[Location identification items]

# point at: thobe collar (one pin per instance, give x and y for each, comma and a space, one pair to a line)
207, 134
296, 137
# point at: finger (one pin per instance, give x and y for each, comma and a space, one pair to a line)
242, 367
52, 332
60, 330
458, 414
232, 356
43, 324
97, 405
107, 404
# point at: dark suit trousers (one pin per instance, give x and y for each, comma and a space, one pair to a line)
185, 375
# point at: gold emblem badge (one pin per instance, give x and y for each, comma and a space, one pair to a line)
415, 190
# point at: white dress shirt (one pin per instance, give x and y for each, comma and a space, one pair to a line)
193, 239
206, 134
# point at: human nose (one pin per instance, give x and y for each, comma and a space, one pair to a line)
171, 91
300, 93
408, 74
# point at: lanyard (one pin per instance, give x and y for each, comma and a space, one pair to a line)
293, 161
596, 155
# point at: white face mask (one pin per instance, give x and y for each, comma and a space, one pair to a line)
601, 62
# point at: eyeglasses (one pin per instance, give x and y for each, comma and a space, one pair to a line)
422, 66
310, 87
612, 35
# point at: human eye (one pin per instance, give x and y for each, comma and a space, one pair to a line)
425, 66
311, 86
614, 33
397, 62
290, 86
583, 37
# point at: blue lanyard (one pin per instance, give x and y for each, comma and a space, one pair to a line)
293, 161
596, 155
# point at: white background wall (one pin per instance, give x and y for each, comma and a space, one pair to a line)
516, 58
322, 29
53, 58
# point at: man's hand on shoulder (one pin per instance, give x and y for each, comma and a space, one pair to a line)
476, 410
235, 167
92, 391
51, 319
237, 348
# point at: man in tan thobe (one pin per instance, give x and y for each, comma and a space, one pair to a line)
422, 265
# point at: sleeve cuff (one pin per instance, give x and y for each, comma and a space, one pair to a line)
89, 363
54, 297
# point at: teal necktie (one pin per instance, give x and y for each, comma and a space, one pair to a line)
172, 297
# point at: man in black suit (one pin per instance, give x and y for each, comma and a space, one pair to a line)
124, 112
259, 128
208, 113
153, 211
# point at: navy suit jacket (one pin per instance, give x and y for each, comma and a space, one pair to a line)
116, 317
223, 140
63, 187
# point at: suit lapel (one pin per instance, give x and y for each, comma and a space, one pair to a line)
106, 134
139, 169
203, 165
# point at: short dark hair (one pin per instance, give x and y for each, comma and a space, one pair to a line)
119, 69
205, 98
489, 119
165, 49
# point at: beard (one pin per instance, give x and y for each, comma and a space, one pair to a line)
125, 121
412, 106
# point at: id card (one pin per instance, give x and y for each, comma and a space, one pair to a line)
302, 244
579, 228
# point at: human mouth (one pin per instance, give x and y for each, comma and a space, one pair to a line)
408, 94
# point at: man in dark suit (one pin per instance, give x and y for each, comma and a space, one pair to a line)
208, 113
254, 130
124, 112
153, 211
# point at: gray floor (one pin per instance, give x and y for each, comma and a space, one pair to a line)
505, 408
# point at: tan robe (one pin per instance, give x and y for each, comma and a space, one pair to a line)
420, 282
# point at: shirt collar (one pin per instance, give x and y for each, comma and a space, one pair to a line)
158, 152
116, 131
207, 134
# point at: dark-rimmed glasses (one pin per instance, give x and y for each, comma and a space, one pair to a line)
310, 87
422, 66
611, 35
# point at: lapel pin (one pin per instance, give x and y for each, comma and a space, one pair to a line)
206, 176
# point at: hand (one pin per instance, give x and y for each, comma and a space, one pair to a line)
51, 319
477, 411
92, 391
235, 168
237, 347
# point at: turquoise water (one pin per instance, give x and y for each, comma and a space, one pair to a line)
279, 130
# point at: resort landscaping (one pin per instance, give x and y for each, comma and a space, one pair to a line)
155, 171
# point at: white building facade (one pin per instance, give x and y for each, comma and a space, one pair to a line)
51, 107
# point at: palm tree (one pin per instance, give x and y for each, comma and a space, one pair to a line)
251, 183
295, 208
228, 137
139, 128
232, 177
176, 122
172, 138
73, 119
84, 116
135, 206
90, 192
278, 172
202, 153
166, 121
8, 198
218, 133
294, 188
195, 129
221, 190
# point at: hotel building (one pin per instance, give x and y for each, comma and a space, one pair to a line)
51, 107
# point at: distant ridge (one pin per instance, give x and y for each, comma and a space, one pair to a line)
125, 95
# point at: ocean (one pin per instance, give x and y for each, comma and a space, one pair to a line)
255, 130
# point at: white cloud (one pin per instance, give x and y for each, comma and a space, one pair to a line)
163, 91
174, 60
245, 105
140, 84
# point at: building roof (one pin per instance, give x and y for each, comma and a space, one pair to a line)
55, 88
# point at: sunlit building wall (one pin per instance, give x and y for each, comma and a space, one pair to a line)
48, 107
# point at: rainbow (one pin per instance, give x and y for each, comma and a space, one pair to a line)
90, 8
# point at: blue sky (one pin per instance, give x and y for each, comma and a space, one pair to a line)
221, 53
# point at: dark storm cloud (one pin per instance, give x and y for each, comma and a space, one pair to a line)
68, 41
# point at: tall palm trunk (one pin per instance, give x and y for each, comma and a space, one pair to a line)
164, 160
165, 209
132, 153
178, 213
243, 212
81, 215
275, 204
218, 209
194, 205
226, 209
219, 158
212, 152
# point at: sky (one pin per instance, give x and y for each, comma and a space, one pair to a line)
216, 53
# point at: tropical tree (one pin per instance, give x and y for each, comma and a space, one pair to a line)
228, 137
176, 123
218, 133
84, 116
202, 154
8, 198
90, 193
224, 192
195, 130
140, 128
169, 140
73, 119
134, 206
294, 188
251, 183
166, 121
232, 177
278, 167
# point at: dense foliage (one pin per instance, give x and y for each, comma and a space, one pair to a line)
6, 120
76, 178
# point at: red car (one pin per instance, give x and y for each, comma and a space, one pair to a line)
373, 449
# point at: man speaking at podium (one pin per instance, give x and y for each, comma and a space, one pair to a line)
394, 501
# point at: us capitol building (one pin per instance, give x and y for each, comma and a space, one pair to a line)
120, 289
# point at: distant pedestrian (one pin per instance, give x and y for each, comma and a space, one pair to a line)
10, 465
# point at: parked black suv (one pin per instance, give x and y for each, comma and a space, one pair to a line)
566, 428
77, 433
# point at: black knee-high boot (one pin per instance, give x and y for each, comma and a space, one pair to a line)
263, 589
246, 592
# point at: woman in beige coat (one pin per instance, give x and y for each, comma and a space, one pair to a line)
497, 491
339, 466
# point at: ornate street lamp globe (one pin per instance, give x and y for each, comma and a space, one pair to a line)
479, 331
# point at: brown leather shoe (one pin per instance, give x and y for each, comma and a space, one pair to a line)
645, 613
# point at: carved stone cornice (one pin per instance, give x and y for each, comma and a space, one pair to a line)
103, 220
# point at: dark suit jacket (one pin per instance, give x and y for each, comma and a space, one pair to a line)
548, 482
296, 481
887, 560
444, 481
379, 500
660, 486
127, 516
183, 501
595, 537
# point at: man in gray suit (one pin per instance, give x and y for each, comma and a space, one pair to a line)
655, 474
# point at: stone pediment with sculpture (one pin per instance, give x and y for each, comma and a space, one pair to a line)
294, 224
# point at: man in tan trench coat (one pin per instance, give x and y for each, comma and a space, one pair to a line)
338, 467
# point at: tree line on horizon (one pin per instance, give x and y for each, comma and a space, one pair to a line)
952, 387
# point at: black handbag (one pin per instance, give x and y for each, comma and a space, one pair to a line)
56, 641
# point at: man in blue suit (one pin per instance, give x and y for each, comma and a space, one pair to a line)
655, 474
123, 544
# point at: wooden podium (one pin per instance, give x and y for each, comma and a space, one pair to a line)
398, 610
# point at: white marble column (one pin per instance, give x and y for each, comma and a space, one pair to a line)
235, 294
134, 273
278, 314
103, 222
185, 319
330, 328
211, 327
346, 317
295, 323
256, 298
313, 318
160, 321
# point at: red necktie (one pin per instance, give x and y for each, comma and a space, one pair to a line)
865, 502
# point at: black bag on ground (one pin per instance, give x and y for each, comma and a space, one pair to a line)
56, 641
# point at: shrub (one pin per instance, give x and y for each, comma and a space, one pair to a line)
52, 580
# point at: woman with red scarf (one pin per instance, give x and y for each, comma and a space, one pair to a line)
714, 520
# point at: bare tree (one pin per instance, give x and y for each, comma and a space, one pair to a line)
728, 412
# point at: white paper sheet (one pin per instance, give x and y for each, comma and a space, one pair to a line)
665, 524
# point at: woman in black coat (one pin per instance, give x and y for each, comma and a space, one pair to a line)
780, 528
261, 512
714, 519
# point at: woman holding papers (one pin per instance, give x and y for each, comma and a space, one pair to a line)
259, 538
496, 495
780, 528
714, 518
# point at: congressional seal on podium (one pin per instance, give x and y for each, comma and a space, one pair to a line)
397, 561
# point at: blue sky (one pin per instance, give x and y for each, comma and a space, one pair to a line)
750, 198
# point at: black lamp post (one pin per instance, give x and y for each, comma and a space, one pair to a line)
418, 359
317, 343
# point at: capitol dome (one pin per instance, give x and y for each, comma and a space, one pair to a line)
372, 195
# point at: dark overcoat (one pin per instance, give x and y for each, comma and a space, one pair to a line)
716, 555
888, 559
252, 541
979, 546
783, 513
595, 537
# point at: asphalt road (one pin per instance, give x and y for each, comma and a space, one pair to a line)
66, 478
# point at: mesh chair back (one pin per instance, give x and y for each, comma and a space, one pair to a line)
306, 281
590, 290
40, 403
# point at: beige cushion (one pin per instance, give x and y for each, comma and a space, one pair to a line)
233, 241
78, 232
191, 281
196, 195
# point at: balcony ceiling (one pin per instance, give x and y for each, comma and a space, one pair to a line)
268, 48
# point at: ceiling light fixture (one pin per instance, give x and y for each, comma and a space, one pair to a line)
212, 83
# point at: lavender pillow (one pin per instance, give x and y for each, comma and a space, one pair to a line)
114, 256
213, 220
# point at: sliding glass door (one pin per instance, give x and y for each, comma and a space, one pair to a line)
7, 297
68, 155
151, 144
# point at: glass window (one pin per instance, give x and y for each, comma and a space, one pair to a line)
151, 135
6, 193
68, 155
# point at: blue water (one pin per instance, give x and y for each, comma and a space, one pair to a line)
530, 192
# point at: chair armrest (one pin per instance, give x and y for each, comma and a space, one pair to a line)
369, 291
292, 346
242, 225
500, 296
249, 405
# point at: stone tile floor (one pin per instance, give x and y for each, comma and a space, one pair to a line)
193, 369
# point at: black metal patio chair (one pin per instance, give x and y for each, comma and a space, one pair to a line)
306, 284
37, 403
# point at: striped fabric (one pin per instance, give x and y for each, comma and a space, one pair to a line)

* _What the exercise asks_: Echo everything from the line containing "# point at: sliding" down to the end of the rows above, both ends included and each line reproduced without any change.

* _Final result_:
# point at: sliding glass door (one pin per instance, give x and y for each, comma and a space, one pair to a line)
7, 297
68, 155
151, 144
# point at: glass window (one pin per instance, give x and y for each, comma and a space, one pair to a line)
151, 135
6, 193
68, 155
# point at: blue water (one pin per instance, give x and y for each, comma and a space, one pair to a line)
530, 192
# point at: chair armrest (one pin per instance, give x and y for each, comma and a space, one pair to a line)
369, 291
292, 346
242, 225
500, 296
249, 405
# point at: stone tile floor (one pin per instance, give x and y for each, comma and a space, one pair to a line)
193, 369
# point at: black metal patio chair (one pin per instance, give x and y for each, comma and a space, one pair to a line)
306, 284
37, 403
# point at: striped fabric (one pin per instance, give x and y for each, comma and a space, one pair to a line)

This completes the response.